DOCUMENT SECTION –

Polyamory.com Forum

Polyamory.com Forum (http://www.polyamory.com/forum/index.php)
-   Fireplace (http://www.polyamory.com/forum/forumdisplay.php?f=21)
-   -   Pope Francis (http://www.polyamory.com/forum/showthread.php?t=68171)

kdt26417 12-27-2013 02:46 AM

Pope Francis
This is a spin-off from Insert slew of expletives! It's not quite a fit for "Spirituality *and* Polyamory," and although rather bloggish still not directly related to poly, so I am putting it here.

To wit, I was sitting on something until after Christmas was over, a handful of quotes by Pope Francis that should stir up trouble amongst my old Utah friends. The quotes were burning a hole in my text files, so I sent them out today.

Said friends and I were all raised Mormon (The Church of Jesus Christ of Latter-day Saints), in the sleepy farmlands (sleepy and farmlands no longer) north of BYU, so Catholic matters are technically of secondary concern to us. However, many of us have strayed from the strait-and-narrow Latter-day Saint path and so, non-LDS matters are of greater concern than they might have been.

In hopes of protecting the privacy of non-Polyamory.com persons (i.e. the whole gang except myself), I'll codify their names and summarize their emails in my own words.

It begins with the following:


From: kdt26417
To: the Gang (7 guys)
Sent: Thursday, December 26, 2013
Subject: Pope Francis

It would appear that Pope Francis is something of a flaming liberal ...


"The Lord has redeemed all of us, all of us, with the Blood of Christ: all of us, not just Catholics. Everyone! 'Father, the atheists?' Even the atheists. Everyone! ... We must meet one another doing good. 'But I don't believe, Father, I am an atheist!' But do good: we will meet one another there."
-- Pope Francis, #13 @ http://www.addictinginfo.org/2013/12...rancis-quotes/

"When we talk about the environment, about creation, my thoughts turn to the first pages of the Bible, the Book of Genesis, which states that God placed man and woman on earth to cultivate and care for it. And the question comes to my mind: What does cultivating and caring for the earth mean? Are we truly cultivating and caring for creation? or are we exploiting and neglecting it?"
-- Pope Francis, #15 @ http://www.addictinginfo.org/2013/12...rancis-quotes/ (June 2013)

"Fighting poverty, both material and spiritual, building peace and constructing bridges: these, as it were, are the reference points for a journey that I want to invite each of the countries here represented to take up. But it is a difficult journey, if we do not learn to grow in love for this world of ours. Here too, it helps me to think of the name of Francis, who teaches us profound respect for the whole of creation and the protection of our environment, which all too often, instead of using for the good, we exploit greedily, to one another's detriment."
-- Pope Francis, #16 @ http://www.addictinginfo.org/2013/12...rancis-quotes/ (March 2013)

QUESTIONS ON THE MATERIAL –
[a] Answer these questions about the forum post on Pope Francis:
(i) In what church were the poster and the poster's friends raised?
(ii) How many guys are in the Gang the email was sent to?
(iii) Which book of the Bible does the June 2013 quote name?
[b] Please retype the part of the forum post on Pope Francis that begins at the words "Said friends and" and ends after "flaming liberal ...".
[c] Write what comes next in the forum post on Pope Francis, picking up after its last line.
The lines after the forum post aren't needed.

INPUT DATA –
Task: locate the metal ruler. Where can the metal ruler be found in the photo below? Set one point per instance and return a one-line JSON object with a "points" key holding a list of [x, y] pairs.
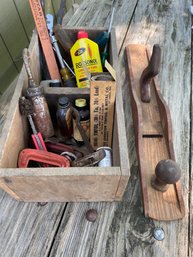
{"points": [[41, 26]]}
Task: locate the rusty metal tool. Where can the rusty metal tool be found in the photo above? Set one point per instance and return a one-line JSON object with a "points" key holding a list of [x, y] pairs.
{"points": [[90, 159], [65, 68], [44, 157], [76, 116], [159, 172], [26, 109]]}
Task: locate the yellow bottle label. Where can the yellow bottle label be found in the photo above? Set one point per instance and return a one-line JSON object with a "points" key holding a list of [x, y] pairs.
{"points": [[85, 55]]}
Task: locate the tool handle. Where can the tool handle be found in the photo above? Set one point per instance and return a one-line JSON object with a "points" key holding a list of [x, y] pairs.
{"points": [[43, 157], [39, 142], [149, 73]]}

ANSWERS TO EACH TASK –
[a]
(i) The Church of Jesus Christ of Latter-day Saints (Mormon)
(ii) 7
(iii) The Book of Genesis

[b]
Said friends and I were all raised Mormon (The Church of Jesus Christ of Latter-day Saints), in the sleepy farmlands (sleepy and farmlands no longer) north of BYU, so Catholic matters are technically of secondary concern to us. However, many of us have strayed from the strait-and-narrow Latter-day Saint path and so, non-LDS matters are of greater concern than they might have been.

In hopes of protecting the privacy of non-Polyamory.com persons (i.e. the whole gang except myself), I'll codify their names and summarize their emails in my own words.

It begins with the following:


From: kdt26417
To: the Gang (7 guys)
Sent: Thursday, December 26, 2013
Subject: Pope Francis

It would appear that Pope Francis is something of a flaming liberal ...

[c]
"This is happening today. If investments in banks fall, it is a tragedy and people say, 'What are we going to do?' but if people die of hunger, have nothing to eat or suffer from poor health, that's nothing. This is our crisis today. A Church that is poor and for the poor has to fight this mentality."
-- Pope Francis, #18 @ http://www.addictinginfo.org/2013/12...rancis-quotes/

"If a person is gay and seeks God and has goodwill, who am I to judge him? The Catechism of the Catholic Church explains this very well. It says they should not be marginalized because of this (orientation) but that they must be integrated into society. The problem is not having this orientation. We must be brothers."
-- Pope Francis, #10 @ http://www.addictinginfo.org/2013/12...rancis-quotes/ (July 2013)
Your thoughts? Anyone ... anyone ...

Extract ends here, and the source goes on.